___ Extract to read ___

Steve: Well I think some people really thrive in routine. And if you don’t have a routine, you have to spend cycles making sure nothing’s being forgotten. And for some people, they are able to have a routine where they’re able to break off every day from 10 till noon and deal with this element of their job. Other people, they have to be more reactionary just because of the nature of what they’re selling, because of the nature of their job or because they have to respond to customer requests at the drop of a dime.
Steve: So it really depends, I think it’s great if you can get into a routine and set things up to get done at the same time every day. If you can schedule your time from 5:00 PM to 6:00 PM to catch up on your emails, etc. Everything you have to do at the end of the day, that’s fantastic. If you are kind of more reactionary in your role, then you have to schedule that time and wherever you can get it. And I think that does create extra friction if you’re constantly adjusting for things. If you’re constantly needing to plan things out.

___ Extracted entries ___

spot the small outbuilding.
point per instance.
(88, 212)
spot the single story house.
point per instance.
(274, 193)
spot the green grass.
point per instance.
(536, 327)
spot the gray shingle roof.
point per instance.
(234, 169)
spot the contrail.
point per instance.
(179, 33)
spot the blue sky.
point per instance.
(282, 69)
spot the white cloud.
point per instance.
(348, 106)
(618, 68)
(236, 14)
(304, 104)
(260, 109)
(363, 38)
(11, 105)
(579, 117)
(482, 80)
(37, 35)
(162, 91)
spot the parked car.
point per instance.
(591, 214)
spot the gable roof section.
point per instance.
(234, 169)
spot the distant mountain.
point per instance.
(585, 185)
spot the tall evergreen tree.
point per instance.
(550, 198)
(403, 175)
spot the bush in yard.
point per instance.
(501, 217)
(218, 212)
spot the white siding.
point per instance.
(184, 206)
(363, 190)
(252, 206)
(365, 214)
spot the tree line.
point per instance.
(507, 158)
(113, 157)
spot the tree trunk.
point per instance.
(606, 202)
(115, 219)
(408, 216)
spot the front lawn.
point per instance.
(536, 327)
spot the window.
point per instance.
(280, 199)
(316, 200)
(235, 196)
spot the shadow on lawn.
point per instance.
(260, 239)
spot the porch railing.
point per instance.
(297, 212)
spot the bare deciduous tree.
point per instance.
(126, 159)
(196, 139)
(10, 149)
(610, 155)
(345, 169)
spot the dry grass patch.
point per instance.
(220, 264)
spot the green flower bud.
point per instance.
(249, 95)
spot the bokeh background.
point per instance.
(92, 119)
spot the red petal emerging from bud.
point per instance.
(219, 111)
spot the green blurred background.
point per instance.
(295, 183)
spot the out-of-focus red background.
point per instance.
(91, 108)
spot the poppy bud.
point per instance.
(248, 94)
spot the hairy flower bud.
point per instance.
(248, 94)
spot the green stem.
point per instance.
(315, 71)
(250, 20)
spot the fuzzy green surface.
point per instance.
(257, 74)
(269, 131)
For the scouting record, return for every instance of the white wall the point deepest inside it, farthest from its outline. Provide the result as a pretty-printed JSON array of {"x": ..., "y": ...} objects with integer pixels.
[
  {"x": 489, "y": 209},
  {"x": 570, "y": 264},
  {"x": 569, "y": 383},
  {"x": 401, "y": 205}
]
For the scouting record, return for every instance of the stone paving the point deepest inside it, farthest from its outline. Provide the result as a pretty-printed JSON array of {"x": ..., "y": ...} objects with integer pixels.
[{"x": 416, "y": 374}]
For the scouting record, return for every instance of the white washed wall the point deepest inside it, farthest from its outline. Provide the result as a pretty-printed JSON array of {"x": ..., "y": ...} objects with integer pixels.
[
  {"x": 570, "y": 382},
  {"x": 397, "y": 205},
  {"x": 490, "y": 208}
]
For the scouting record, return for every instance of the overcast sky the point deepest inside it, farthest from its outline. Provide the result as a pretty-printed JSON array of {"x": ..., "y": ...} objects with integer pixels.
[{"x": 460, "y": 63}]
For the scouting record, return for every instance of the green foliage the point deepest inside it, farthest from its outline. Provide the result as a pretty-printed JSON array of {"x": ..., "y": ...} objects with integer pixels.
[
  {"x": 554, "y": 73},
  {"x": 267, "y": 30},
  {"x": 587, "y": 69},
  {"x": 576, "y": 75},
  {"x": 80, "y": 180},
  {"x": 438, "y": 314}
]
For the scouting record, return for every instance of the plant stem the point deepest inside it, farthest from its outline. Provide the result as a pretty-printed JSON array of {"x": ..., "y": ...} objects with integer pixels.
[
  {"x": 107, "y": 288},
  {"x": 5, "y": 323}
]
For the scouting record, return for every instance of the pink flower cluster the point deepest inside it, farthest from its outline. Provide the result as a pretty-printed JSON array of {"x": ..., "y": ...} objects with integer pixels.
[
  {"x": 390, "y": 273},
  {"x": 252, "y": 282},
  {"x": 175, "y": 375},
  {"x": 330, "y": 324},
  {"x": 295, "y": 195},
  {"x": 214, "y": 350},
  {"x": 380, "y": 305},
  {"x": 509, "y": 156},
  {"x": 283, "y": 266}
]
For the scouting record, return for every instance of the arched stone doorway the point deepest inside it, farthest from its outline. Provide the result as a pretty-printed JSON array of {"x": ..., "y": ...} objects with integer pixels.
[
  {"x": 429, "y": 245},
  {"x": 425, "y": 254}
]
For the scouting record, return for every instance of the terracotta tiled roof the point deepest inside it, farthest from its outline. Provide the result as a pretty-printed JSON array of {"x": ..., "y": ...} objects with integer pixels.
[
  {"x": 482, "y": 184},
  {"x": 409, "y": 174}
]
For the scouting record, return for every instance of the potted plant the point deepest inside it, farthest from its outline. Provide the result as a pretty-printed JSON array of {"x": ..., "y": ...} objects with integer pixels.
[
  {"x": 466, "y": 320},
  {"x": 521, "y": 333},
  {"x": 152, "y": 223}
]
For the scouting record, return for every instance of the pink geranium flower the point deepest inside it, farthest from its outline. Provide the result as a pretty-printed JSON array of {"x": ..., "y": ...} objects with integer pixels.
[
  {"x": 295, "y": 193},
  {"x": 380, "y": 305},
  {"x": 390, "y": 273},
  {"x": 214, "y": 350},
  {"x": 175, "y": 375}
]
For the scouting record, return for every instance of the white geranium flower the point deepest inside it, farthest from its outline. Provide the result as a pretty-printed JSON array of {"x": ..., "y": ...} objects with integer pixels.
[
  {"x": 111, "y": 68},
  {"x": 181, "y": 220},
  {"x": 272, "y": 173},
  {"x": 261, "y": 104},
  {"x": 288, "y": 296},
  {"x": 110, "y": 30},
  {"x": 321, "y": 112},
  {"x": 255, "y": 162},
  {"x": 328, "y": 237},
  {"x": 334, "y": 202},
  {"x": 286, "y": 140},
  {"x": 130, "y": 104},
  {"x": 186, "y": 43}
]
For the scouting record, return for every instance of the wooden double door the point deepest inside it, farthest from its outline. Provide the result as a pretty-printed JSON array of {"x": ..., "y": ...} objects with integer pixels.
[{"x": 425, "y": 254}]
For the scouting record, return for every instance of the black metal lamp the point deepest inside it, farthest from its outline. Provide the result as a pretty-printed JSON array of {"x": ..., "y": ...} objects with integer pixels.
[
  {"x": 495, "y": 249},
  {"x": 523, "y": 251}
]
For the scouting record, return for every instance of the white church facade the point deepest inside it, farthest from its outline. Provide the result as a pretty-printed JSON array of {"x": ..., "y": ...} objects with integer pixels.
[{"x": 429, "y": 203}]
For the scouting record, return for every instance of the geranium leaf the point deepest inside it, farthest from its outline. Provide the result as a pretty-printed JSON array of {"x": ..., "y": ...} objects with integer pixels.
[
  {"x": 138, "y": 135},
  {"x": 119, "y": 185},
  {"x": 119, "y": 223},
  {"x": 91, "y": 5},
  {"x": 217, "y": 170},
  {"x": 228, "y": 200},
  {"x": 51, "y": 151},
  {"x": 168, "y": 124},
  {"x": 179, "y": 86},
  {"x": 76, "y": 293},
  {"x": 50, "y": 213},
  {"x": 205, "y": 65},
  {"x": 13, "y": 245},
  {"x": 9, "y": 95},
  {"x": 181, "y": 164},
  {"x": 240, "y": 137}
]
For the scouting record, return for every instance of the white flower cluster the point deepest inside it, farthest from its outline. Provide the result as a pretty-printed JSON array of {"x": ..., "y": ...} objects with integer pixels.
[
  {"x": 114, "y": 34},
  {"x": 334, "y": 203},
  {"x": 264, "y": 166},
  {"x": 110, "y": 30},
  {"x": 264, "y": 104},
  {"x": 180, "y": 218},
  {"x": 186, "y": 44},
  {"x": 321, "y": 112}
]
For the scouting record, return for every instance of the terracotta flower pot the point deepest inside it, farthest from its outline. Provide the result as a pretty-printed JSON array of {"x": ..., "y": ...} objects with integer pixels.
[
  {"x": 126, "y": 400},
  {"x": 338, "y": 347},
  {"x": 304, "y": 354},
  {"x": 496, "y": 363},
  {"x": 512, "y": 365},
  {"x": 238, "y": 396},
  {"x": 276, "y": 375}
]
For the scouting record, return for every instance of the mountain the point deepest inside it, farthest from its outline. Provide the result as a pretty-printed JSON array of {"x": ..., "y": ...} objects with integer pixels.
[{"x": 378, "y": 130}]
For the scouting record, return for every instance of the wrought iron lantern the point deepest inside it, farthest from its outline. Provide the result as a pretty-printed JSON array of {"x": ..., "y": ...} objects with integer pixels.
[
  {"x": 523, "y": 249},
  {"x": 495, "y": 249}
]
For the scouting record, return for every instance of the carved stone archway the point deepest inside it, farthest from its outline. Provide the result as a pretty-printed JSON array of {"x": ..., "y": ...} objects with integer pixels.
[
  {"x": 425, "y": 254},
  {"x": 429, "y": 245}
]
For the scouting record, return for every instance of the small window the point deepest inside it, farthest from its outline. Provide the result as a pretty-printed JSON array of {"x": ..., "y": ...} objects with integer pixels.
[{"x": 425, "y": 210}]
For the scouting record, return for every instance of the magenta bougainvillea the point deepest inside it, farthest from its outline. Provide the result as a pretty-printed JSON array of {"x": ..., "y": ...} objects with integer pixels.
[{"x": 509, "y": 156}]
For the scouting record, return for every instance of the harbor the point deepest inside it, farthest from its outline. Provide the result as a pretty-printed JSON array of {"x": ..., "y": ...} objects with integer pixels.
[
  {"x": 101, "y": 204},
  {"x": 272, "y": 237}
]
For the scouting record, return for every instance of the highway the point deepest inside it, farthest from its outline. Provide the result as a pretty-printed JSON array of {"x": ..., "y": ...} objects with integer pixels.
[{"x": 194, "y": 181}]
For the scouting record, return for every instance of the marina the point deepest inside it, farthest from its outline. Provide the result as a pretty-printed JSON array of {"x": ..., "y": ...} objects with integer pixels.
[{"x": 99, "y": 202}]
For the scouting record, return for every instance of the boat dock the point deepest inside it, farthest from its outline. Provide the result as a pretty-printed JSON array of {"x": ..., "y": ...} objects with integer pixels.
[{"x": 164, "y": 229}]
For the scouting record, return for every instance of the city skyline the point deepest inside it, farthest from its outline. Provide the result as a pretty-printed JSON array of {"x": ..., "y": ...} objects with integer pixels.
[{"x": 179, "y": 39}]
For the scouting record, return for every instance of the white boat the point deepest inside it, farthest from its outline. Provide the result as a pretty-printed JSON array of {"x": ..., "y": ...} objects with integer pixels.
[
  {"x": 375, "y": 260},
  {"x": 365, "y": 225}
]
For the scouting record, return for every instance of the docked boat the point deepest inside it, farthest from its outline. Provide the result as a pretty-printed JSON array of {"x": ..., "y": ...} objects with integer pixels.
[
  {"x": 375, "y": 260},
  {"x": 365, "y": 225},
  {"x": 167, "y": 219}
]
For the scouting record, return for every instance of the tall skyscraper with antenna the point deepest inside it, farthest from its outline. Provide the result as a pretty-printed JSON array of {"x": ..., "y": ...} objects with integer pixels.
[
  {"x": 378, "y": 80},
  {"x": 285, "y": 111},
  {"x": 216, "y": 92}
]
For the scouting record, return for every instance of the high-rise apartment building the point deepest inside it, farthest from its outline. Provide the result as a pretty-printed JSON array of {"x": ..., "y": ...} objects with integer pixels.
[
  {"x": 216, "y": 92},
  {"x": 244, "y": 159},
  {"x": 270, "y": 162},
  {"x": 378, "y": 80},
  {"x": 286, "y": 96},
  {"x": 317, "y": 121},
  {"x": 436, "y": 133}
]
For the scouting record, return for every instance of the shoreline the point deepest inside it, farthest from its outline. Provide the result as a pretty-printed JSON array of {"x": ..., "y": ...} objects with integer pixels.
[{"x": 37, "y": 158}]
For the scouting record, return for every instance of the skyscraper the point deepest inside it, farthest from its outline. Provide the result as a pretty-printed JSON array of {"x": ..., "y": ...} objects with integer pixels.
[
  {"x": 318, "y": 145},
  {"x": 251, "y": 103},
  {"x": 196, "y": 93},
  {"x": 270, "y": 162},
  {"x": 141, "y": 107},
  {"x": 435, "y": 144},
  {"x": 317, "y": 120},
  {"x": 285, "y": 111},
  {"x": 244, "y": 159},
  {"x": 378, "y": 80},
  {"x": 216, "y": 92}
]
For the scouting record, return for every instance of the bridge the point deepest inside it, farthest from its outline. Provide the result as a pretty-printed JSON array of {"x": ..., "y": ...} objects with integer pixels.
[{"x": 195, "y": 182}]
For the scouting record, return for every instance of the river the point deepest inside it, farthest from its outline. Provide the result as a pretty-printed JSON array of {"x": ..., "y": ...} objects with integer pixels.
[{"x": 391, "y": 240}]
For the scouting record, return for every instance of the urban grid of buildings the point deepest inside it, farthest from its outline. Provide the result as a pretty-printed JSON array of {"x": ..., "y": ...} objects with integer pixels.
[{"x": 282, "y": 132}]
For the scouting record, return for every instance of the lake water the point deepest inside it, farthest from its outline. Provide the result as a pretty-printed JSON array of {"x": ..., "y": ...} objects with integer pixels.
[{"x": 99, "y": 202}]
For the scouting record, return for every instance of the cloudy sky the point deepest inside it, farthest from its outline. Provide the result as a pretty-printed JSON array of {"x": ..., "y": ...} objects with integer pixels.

___

[Task set]
A – Retype the passage on work routines between "Steve: So it" and "plan things out.", inclusive.
B – Write what comes next in the passage on work routines, picking up after its final sentence.

[Responses per task]
A –
Steve: So it really depends, I think it’s great if you can get into a routine and set things up to get done at the same time every day. If you can schedule your time from 5:00 PM to 6:00 PM to catch up on your emails, etc. Everything you have to do at the end of the day, that’s fantastic. If you are kind of more reactionary in your role, then you have to schedule that time and wherever you can get it. And I think that does create extra friction if you’re constantly adjusting for things. If you’re constantly needing to plan things out.

B –
Golden Nugget for Leaders: Rely on Your Teams’ Strengths for Training
George: So as a career salesperson, you worked in a number of high performing organizations, how would you go about giving advice to a coach or to a team leader or a manager, if they’ve got those different personalities? They’ve got one personality of a rep that just has to have everything written down and planned out and they’re very effective. And then they got the cowboy running around just shooting stuff and they’re effective as well. The coaching has to be a little bit different to play to those sales styles, don’t you think?
Steve: Absolutely. I think that’s one of the first things you learn when you start managing teams of people, is that some people have different strengths than other people and you have to coach them on their weaknesses and help enable them on their strengths. And there’s often no right or wrong way to do something. There’s a couple of ways to get to the same end of meeting your goals and selling them the amount of stuff you want to sell. But, when you’re managing a sales team, I think that the key is to help the people where they need help. And there’s a lot of different skills in sales, is one of the reasons it’s such a tough job is you need to be good at 10 different things to be good at sales.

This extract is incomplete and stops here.